**EXCERPT PROVIDED**
========
My wife and I have been married for 12 years. She had struggled with depression in the past and this April decided that she wanted a new life. We have a 4 year old daughter and we were in the middle of an adoption for a 1yo daughter and life was good in my eyes. We spent lots of time together and talked a lot.
She left to try a relationship with an old BF and was planning on moving to another state. They had some conversations on line and she believed that he was her soul mate.
I mostly have given her space. I believe deep down she loves me but the responsibilities of life and the normal routine combined with a new romance and the choice for her seemed clear.
Her relationship with the other man did not work out, and she moved directly into another relationship, that one was not working out either so she moved into another dating situation.
Many of the things she has done are very MLC. I love her and believe I know her soul and that she is a wonderful person, the hard part is nobody, not even her, knows where this is going to go.
She called me about a month ago and asked if she could wear her wedding rings and try again. I said that I would be willing to do that. She wanted to go to counseling and try to make it work. She told me how messed up her life was and how she had no idea what reality is. She loved me and missed me and that I am still her best friend.
========
**DATA LISTING**
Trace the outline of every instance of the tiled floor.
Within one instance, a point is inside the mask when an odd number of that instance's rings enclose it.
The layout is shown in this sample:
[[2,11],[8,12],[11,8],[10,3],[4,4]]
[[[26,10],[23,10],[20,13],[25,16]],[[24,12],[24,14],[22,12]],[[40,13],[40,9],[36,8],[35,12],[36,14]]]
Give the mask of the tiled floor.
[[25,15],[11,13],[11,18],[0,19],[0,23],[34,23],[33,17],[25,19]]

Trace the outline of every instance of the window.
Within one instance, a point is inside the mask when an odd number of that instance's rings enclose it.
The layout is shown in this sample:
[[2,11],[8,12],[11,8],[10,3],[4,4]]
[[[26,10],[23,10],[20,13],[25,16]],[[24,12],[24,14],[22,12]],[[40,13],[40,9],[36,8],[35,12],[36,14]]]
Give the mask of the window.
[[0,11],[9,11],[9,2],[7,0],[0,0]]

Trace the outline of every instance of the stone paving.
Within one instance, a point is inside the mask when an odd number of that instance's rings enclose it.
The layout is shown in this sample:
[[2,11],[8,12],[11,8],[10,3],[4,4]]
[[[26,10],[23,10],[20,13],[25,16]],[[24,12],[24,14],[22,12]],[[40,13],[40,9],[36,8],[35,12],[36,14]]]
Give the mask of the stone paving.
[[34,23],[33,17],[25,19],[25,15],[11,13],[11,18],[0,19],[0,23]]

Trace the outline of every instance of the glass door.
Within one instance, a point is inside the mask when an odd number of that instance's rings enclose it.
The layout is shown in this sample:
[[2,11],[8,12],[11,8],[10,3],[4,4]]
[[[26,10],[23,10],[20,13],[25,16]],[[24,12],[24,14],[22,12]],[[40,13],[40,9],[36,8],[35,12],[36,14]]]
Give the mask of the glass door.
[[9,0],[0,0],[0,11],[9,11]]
========
**CHALLENGES**
A. Please write out the post about the marriage between "I mostly have" and "her best friend.", inclusive.
B. Write the next part of the post about the marriage, picking up after its last sentence.

**RESPONSES TO THE TASKS**
A.
I mostly have given her space. I believe deep down she loves me but the responsibilities of life and the normal routine combined with a new romance and the choice for her seemed clear.
Her relationship with the other man did not work out, and she moved directly into another relationship, that one was not working out either so she moved into another dating situation.
Many of the things she has done are very MLC. I love her and believe I know her soul and that she is a wonderful person, the hard part is nobody, not even her, knows where this is going to go.
She called me about a month ago and asked if she could wear her wedding rings and try again. I said that I would be willing to do that. She wanted to go to counseling and try to make it work. She told me how messed up her life was and how she had no idea what reality is. She loved me and missed me and that I am still her best friend.

B.
Two days went by and she said “I will just cheat on you again.” I know this is because the OM came back into the picture for a little bit. So I know she is not really over him. She knows she should be, but is not. I again gave her space and time and was just polite.
The other night I told her that I was not going to keep doing favors for her if she is unwilling to do any for me. I said friendship is a two way boat. She said she was sorry and that has started a new “connection” phase.
So the last week she has started texting more and has asked me and the girls out to dinner. She cried when she said goodbye to my daughter that I am adopting. She has been open and honest about trying to get her life straight and has gone out of her way to bring me stuff when I was sick.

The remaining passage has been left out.